> **Required action**
No pictures go into the copy. Write out exactly the lines below from the one containing "tag the radial roof cable" through the one containing "tag the stadium roof".

> **Available data**
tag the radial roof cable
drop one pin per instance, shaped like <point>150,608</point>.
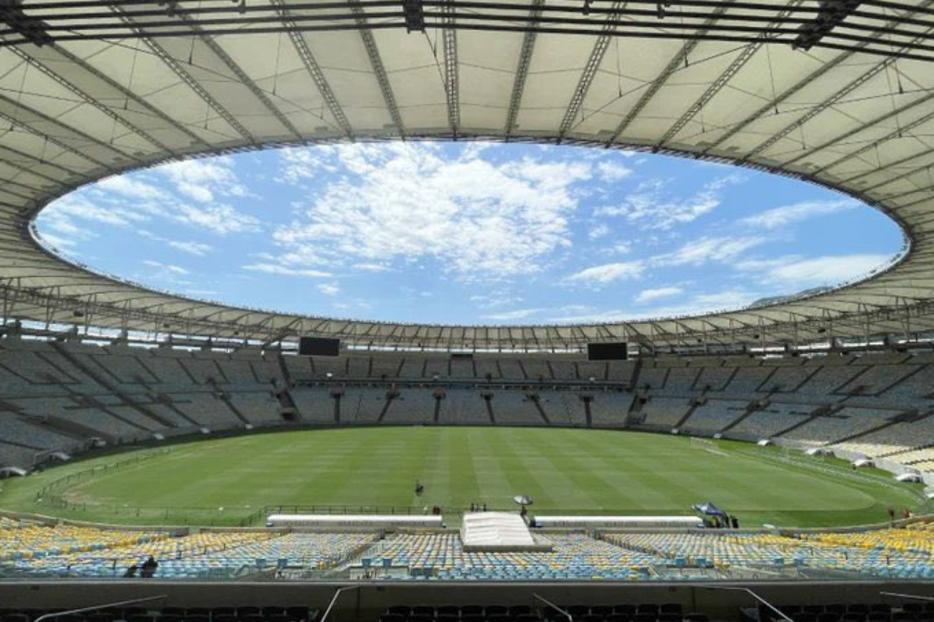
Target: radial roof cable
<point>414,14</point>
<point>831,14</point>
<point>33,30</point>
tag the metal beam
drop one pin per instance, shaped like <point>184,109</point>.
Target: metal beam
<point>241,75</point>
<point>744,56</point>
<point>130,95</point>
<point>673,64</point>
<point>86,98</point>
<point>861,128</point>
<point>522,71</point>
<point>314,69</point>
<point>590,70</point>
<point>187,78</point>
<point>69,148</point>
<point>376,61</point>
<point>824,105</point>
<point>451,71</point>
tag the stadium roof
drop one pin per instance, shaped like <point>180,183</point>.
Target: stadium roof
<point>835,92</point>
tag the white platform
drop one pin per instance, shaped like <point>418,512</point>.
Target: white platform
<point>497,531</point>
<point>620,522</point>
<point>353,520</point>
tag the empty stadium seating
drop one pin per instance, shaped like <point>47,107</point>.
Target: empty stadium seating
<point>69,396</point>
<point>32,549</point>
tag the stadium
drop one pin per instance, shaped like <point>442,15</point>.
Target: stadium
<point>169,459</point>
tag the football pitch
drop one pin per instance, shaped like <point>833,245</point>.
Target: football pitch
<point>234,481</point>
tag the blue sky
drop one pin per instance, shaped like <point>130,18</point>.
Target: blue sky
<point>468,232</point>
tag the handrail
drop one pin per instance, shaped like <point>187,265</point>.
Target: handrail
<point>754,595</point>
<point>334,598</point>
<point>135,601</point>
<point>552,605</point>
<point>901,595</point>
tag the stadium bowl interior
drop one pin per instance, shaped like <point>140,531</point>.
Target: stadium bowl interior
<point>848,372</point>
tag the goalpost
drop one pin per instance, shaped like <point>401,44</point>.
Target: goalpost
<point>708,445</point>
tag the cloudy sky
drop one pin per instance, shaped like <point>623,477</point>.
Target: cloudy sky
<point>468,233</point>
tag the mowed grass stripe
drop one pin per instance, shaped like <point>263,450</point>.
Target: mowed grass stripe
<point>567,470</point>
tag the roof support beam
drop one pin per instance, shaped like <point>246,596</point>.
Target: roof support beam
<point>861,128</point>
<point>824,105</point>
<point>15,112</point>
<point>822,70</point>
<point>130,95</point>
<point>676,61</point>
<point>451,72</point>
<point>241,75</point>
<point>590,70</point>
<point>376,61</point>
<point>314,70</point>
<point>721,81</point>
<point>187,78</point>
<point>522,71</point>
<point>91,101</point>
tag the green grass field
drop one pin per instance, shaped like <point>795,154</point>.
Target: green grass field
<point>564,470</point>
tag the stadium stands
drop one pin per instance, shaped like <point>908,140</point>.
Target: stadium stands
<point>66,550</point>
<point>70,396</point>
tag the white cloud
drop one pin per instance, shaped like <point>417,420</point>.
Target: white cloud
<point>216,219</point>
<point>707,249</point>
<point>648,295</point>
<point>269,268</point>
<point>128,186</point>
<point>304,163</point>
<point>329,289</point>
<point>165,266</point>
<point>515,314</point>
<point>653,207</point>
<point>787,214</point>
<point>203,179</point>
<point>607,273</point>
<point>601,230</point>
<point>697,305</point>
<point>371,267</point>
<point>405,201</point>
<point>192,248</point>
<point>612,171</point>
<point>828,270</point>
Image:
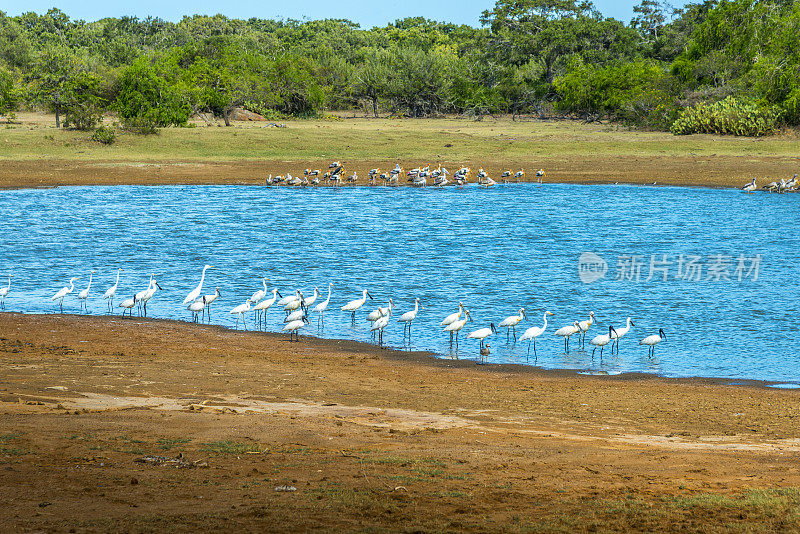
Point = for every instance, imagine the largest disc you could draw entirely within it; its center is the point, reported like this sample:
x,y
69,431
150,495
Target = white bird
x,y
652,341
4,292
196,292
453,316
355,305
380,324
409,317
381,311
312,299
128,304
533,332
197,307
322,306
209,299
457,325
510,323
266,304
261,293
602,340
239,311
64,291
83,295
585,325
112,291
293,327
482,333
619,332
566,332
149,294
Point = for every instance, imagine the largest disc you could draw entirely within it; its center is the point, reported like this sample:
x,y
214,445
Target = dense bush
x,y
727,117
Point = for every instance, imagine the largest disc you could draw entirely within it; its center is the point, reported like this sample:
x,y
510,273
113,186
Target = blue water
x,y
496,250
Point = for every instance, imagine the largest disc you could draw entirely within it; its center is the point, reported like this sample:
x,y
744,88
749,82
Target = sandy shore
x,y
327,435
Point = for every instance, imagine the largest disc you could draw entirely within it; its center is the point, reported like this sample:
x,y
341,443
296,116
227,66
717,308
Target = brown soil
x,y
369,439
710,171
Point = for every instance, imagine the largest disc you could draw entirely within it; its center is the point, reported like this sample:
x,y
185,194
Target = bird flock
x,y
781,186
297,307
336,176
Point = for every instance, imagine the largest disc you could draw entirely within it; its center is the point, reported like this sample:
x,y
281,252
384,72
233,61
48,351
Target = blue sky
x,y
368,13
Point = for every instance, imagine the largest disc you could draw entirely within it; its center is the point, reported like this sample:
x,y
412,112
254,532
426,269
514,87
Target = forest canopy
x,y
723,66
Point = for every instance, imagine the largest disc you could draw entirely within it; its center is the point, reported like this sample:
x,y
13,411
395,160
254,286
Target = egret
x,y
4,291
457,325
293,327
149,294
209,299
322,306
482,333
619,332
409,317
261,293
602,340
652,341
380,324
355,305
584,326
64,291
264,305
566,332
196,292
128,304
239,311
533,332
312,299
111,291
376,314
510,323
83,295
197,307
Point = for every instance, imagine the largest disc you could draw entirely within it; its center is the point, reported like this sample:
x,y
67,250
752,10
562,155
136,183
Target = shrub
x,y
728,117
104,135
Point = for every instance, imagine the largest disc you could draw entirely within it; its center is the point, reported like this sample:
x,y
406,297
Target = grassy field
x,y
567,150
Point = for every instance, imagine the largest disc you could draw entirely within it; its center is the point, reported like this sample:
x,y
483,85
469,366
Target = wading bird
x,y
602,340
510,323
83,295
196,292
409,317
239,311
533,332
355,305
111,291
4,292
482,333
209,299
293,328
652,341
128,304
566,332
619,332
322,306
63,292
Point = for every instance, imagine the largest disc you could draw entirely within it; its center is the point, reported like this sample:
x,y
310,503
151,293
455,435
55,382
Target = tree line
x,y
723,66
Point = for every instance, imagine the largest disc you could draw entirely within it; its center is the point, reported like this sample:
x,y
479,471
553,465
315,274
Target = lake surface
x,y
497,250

...

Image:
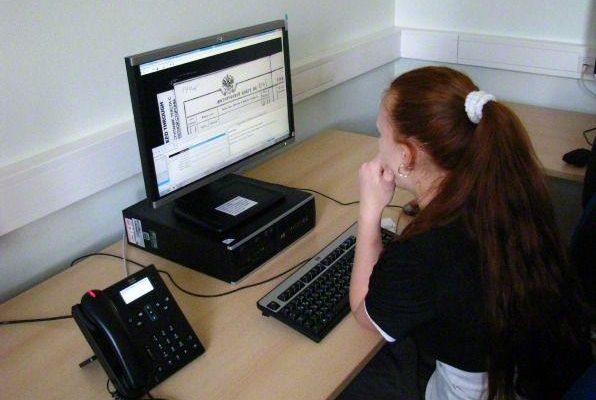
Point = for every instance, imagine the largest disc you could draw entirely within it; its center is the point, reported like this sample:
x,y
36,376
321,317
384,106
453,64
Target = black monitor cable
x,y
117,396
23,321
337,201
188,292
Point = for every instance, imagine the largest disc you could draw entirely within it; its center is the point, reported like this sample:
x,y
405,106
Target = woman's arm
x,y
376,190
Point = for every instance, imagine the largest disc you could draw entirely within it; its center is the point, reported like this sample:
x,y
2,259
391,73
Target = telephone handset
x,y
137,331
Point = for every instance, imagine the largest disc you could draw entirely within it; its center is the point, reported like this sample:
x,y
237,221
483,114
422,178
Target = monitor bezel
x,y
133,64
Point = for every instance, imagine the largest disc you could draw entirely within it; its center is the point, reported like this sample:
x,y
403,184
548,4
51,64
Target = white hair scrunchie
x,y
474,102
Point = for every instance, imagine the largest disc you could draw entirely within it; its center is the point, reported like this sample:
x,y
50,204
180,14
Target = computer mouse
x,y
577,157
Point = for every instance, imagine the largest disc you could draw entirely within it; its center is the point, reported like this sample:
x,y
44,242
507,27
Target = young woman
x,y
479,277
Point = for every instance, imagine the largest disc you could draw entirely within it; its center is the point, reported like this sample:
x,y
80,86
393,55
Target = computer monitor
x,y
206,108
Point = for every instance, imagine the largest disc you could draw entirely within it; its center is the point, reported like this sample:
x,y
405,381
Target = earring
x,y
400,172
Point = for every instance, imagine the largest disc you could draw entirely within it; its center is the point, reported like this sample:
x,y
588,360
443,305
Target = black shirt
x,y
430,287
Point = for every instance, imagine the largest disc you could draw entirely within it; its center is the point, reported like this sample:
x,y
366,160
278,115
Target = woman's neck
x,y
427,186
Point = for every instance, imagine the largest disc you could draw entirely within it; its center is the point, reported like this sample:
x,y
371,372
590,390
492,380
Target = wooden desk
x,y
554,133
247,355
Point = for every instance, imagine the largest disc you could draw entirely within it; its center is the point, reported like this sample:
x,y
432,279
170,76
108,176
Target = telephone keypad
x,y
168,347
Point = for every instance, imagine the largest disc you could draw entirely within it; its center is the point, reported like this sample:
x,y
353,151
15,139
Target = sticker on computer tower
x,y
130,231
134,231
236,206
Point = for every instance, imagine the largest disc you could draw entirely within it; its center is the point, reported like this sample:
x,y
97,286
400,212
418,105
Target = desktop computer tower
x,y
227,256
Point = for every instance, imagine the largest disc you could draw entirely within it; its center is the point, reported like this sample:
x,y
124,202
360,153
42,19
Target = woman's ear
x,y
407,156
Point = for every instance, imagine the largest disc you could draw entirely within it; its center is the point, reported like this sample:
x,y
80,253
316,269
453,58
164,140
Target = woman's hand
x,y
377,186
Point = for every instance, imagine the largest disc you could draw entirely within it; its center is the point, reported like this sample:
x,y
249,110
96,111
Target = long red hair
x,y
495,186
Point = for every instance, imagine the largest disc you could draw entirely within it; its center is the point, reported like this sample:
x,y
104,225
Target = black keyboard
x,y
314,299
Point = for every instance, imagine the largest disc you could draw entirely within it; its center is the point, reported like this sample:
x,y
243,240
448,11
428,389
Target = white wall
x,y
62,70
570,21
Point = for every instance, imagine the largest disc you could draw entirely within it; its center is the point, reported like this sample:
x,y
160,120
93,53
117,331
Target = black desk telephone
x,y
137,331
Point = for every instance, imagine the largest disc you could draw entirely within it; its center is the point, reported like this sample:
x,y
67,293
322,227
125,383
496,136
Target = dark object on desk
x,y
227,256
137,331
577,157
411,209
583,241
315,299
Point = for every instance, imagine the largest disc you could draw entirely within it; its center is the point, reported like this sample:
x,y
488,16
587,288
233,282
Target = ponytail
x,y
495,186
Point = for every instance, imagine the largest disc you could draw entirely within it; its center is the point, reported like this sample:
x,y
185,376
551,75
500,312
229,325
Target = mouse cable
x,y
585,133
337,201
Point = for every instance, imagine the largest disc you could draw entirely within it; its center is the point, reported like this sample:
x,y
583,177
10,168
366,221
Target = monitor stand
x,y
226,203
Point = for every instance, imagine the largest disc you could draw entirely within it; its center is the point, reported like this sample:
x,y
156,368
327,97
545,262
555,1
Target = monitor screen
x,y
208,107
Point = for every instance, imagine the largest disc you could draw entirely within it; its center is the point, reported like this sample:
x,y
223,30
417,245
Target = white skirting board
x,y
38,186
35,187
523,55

==

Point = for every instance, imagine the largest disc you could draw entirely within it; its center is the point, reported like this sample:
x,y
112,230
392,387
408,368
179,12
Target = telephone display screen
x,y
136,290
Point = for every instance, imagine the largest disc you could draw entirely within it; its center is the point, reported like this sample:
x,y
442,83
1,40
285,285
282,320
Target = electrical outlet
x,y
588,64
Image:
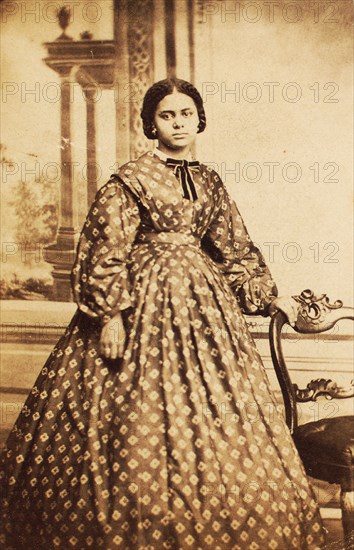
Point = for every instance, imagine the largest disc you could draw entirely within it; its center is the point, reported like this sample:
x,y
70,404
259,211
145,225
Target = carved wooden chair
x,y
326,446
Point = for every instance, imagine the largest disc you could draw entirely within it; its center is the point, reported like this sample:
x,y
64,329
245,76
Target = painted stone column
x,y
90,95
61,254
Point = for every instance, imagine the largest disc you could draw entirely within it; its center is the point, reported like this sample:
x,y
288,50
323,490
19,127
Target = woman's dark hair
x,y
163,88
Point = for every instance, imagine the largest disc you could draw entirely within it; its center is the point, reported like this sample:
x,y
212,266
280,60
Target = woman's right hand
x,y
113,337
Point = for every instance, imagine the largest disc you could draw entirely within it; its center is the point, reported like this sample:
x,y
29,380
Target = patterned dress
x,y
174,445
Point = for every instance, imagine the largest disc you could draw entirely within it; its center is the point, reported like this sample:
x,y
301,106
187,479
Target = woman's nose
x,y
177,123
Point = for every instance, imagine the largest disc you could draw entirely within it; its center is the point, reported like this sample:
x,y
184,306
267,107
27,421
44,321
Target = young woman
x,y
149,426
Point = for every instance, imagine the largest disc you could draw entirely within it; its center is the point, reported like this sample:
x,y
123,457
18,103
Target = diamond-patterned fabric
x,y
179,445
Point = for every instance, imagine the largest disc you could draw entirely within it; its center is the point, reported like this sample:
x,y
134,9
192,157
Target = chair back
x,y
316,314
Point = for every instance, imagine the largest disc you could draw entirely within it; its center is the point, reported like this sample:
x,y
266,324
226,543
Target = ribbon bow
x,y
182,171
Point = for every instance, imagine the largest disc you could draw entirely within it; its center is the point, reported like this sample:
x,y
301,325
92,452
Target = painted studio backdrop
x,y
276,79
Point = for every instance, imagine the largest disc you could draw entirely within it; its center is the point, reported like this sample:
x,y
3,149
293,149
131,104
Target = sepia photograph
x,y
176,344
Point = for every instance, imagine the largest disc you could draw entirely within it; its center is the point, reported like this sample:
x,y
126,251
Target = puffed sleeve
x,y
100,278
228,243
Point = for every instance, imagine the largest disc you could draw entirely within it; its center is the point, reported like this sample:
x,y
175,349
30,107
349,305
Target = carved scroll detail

> **Exercise output**
tag the radial roof cable
drop one pin per instance, shaped like <point>150,608</point>.
Target: radial roof cable
<point>414,14</point>
<point>831,14</point>
<point>33,30</point>
tag the metal beam
drop one pin per instance, shaped like <point>184,109</point>.
Target: metal beam
<point>241,75</point>
<point>744,56</point>
<point>130,95</point>
<point>673,64</point>
<point>86,98</point>
<point>861,128</point>
<point>522,71</point>
<point>314,69</point>
<point>590,70</point>
<point>187,78</point>
<point>69,148</point>
<point>376,61</point>
<point>824,105</point>
<point>451,71</point>
tag the stadium roof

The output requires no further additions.